• _WHAT THIS TASK INVOLVES_: The required result is the number of lines below that hold the word "backpack", stated without anything else.
————————
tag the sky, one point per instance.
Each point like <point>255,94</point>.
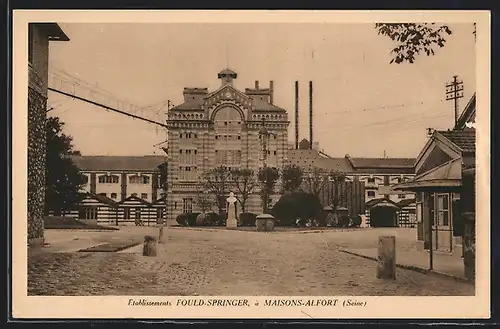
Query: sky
<point>363,105</point>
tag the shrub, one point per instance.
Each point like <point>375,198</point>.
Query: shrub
<point>355,221</point>
<point>182,219</point>
<point>247,219</point>
<point>296,205</point>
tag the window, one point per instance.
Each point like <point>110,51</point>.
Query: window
<point>87,212</point>
<point>111,179</point>
<point>136,179</point>
<point>187,205</point>
<point>443,209</point>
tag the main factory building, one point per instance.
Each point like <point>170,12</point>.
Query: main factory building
<point>221,128</point>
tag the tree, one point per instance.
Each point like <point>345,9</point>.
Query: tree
<point>338,178</point>
<point>217,182</point>
<point>244,184</point>
<point>203,201</point>
<point>291,177</point>
<point>413,39</point>
<point>316,181</point>
<point>268,176</point>
<point>63,178</point>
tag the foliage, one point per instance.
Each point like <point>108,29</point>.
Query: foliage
<point>63,178</point>
<point>244,184</point>
<point>413,38</point>
<point>316,181</point>
<point>291,176</point>
<point>247,219</point>
<point>204,201</point>
<point>217,182</point>
<point>296,205</point>
<point>268,176</point>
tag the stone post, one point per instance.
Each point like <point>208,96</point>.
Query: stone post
<point>149,248</point>
<point>386,260</point>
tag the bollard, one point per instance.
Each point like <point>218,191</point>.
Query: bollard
<point>149,246</point>
<point>386,260</point>
<point>160,235</point>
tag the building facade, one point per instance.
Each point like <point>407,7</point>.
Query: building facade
<point>122,190</point>
<point>221,128</point>
<point>39,36</point>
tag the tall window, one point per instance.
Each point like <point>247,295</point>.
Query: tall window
<point>187,205</point>
<point>443,209</point>
<point>111,179</point>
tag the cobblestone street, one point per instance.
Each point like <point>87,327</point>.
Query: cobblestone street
<point>229,263</point>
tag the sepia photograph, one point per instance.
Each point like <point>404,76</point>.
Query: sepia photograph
<point>253,163</point>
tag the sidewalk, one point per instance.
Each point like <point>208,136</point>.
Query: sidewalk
<point>448,265</point>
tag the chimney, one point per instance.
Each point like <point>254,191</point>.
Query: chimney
<point>271,92</point>
<point>296,115</point>
<point>310,115</point>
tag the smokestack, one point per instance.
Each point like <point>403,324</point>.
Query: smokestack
<point>271,91</point>
<point>310,114</point>
<point>296,115</point>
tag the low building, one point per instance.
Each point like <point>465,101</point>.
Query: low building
<point>122,190</point>
<point>445,197</point>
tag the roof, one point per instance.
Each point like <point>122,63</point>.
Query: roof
<point>468,114</point>
<point>53,31</point>
<point>381,202</point>
<point>449,174</point>
<point>464,139</point>
<point>110,163</point>
<point>382,162</point>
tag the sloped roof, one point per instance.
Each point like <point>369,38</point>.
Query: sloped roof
<point>382,162</point>
<point>449,174</point>
<point>135,198</point>
<point>110,163</point>
<point>464,139</point>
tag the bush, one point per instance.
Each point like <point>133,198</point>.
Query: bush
<point>355,221</point>
<point>182,219</point>
<point>247,219</point>
<point>296,205</point>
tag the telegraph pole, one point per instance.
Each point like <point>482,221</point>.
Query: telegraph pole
<point>454,91</point>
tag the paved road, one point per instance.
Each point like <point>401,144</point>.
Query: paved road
<point>233,263</point>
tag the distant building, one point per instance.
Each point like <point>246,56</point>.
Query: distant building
<point>382,205</point>
<point>39,36</point>
<point>122,189</point>
<point>221,128</point>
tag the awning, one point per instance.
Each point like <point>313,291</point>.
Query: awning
<point>446,175</point>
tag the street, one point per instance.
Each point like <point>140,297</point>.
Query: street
<point>220,262</point>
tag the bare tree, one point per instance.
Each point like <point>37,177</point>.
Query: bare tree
<point>291,177</point>
<point>217,182</point>
<point>244,184</point>
<point>316,181</point>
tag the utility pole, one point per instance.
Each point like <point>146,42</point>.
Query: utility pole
<point>454,91</point>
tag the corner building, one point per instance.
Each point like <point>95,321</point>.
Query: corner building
<point>221,128</point>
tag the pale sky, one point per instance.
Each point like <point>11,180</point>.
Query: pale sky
<point>363,105</point>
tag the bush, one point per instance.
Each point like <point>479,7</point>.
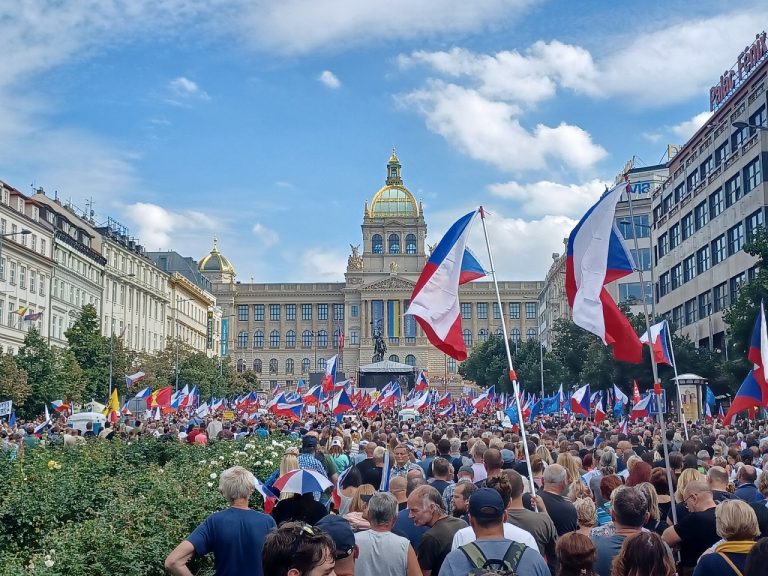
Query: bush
<point>113,507</point>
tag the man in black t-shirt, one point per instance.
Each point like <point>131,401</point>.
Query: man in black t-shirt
<point>561,511</point>
<point>697,531</point>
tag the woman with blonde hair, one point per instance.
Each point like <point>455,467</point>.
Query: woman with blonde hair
<point>736,523</point>
<point>358,508</point>
<point>585,515</point>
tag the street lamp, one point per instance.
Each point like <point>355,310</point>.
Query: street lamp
<point>112,327</point>
<point>653,280</point>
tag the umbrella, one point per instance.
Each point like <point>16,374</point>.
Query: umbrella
<point>302,481</point>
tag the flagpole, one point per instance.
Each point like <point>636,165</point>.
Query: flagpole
<point>654,367</point>
<point>512,374</point>
<point>677,384</point>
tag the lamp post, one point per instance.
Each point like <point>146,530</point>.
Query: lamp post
<point>112,327</point>
<point>653,280</point>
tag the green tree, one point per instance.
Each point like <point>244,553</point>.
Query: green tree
<point>13,381</point>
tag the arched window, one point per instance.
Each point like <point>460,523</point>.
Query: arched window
<point>410,244</point>
<point>394,244</point>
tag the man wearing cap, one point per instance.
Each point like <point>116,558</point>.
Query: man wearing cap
<point>487,515</point>
<point>344,537</point>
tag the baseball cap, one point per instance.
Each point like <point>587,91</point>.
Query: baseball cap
<point>340,532</point>
<point>486,504</point>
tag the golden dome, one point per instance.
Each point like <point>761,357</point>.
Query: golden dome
<point>394,199</point>
<point>215,261</point>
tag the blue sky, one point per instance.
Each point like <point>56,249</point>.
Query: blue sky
<point>269,123</point>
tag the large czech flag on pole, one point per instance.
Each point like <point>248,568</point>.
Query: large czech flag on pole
<point>758,353</point>
<point>435,298</point>
<point>596,255</point>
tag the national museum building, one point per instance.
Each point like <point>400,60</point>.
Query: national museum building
<point>287,331</point>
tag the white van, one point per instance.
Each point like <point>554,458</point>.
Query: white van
<point>79,420</point>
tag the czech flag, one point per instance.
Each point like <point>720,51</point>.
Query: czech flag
<point>580,401</point>
<point>640,409</point>
<point>329,378</point>
<point>421,382</point>
<point>758,353</point>
<point>596,256</point>
<point>658,341</point>
<point>435,298</point>
<point>747,398</point>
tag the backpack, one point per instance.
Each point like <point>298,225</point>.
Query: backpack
————————
• _OUTPUT OF THE EXERCISE_: 2